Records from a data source
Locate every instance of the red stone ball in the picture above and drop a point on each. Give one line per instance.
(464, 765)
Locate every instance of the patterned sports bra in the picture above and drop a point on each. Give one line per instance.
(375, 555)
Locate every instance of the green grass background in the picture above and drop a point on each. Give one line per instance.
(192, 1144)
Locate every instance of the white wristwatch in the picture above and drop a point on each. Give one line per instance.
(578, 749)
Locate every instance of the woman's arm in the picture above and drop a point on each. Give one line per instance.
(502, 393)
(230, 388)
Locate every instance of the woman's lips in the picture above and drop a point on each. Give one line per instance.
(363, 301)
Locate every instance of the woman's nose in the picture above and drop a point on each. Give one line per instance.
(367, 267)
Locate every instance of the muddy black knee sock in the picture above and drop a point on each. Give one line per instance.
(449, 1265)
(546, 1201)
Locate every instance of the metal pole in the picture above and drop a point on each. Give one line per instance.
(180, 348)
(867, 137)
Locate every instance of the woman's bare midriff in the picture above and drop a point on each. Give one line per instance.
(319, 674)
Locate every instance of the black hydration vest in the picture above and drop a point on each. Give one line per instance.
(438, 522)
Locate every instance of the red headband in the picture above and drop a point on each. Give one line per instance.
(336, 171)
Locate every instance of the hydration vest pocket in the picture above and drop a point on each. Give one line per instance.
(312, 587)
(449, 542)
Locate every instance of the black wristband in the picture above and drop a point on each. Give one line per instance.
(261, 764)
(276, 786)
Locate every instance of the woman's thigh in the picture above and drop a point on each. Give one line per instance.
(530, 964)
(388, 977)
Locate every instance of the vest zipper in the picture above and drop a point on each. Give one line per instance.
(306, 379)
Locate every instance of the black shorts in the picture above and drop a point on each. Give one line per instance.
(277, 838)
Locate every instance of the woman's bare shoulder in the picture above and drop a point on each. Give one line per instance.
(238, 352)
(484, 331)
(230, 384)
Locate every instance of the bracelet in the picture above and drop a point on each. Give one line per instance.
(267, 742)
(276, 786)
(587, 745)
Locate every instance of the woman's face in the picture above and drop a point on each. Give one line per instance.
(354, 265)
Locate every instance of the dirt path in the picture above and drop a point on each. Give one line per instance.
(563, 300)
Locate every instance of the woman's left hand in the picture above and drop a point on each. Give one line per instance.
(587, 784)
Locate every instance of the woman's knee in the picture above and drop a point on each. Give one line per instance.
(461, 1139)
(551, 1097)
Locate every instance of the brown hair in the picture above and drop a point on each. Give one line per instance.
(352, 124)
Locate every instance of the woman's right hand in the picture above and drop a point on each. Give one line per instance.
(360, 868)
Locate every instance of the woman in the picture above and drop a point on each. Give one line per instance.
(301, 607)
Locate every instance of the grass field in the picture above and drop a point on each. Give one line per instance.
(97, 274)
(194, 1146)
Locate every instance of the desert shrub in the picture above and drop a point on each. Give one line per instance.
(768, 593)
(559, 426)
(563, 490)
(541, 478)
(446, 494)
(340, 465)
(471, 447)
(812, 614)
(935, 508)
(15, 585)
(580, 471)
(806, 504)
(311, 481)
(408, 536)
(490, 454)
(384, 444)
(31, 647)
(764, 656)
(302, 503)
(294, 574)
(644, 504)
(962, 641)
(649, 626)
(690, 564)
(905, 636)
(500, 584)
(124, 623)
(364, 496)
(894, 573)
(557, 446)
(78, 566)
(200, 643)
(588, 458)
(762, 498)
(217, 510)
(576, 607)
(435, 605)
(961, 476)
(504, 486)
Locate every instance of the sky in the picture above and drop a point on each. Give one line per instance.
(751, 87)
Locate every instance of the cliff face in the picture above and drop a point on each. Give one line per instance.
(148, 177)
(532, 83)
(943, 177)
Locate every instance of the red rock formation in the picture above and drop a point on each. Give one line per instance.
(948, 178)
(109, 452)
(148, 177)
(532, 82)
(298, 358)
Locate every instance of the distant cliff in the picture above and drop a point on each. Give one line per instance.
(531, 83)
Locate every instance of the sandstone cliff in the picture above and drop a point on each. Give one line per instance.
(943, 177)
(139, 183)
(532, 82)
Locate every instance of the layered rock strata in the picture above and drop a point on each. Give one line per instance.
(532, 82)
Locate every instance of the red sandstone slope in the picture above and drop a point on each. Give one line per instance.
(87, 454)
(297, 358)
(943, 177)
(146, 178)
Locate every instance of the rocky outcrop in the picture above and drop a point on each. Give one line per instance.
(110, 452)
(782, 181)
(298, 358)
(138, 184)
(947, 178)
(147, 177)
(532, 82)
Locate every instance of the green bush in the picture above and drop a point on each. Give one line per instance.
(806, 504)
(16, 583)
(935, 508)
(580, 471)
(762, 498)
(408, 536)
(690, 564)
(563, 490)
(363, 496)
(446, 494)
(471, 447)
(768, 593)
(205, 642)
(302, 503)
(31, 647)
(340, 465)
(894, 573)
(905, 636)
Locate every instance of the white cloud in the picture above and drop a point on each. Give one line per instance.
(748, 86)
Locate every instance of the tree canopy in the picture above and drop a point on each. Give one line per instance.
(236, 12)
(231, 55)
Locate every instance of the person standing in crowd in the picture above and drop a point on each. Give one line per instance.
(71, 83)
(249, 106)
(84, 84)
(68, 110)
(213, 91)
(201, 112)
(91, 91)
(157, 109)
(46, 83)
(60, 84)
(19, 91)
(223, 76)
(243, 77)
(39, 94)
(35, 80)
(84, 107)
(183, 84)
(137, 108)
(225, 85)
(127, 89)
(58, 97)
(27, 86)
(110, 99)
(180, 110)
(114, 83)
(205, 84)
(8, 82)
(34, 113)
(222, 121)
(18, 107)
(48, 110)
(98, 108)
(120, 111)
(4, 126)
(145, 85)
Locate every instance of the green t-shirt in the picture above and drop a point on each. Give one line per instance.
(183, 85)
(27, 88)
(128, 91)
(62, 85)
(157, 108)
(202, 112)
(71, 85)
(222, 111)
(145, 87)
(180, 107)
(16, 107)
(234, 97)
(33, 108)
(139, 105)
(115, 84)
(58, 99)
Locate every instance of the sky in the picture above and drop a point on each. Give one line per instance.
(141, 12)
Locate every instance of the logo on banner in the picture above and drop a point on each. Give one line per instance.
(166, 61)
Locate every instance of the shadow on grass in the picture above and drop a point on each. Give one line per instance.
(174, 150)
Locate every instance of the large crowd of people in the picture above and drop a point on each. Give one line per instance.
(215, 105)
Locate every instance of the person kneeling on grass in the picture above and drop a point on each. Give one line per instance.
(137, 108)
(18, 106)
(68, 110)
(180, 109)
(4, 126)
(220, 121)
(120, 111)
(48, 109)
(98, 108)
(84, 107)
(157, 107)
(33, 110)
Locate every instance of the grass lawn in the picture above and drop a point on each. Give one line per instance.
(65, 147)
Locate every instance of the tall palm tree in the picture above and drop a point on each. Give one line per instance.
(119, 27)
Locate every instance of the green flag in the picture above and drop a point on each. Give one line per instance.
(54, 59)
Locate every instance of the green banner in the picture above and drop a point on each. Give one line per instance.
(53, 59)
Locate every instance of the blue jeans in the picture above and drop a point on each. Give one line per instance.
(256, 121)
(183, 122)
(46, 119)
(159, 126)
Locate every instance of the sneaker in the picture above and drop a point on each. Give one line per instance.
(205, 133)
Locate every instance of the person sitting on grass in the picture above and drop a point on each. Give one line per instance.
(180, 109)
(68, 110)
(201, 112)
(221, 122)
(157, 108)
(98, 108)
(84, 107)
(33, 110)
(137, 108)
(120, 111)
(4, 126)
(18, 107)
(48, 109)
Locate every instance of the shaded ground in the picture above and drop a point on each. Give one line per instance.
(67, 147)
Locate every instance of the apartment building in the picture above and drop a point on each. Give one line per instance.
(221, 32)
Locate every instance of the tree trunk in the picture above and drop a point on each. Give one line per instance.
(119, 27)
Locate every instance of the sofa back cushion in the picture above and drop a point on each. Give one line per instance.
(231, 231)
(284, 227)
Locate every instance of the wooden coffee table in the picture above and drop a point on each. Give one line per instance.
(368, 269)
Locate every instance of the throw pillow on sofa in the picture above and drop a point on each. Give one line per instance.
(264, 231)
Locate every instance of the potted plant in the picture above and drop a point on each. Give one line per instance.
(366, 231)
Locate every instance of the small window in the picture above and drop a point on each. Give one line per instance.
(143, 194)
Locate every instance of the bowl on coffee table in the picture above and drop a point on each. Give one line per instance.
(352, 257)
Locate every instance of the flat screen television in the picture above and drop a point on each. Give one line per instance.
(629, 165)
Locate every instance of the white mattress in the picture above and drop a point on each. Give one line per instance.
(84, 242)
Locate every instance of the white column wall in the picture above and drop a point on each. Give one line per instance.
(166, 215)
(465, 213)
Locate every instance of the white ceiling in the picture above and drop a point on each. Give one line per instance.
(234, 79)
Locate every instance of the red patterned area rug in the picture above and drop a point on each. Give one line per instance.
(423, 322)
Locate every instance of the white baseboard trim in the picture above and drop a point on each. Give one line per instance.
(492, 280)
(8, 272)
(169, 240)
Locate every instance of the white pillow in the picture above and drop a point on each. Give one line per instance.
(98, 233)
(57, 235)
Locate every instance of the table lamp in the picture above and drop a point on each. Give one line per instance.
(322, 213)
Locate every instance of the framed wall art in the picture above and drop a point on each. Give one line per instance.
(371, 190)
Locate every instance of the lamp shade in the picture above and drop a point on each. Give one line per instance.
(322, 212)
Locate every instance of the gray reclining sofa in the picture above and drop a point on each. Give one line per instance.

# Do this
Reproduce the lines of the items above exactly, from the start of the items through the line holding "(192, 1144)", inclusive.

# Correct answer
Locate every instance of the red stone ball in the picture above and drop a point on each. Give one line per instance.
(464, 765)
Locate every instance of the patterned sports bra in the picture above and drop a point on each. Give one line per instance.
(375, 555)
Locate every instance of the green grass background in the picture above and drop a point on each. Give one line per instance.
(192, 1144)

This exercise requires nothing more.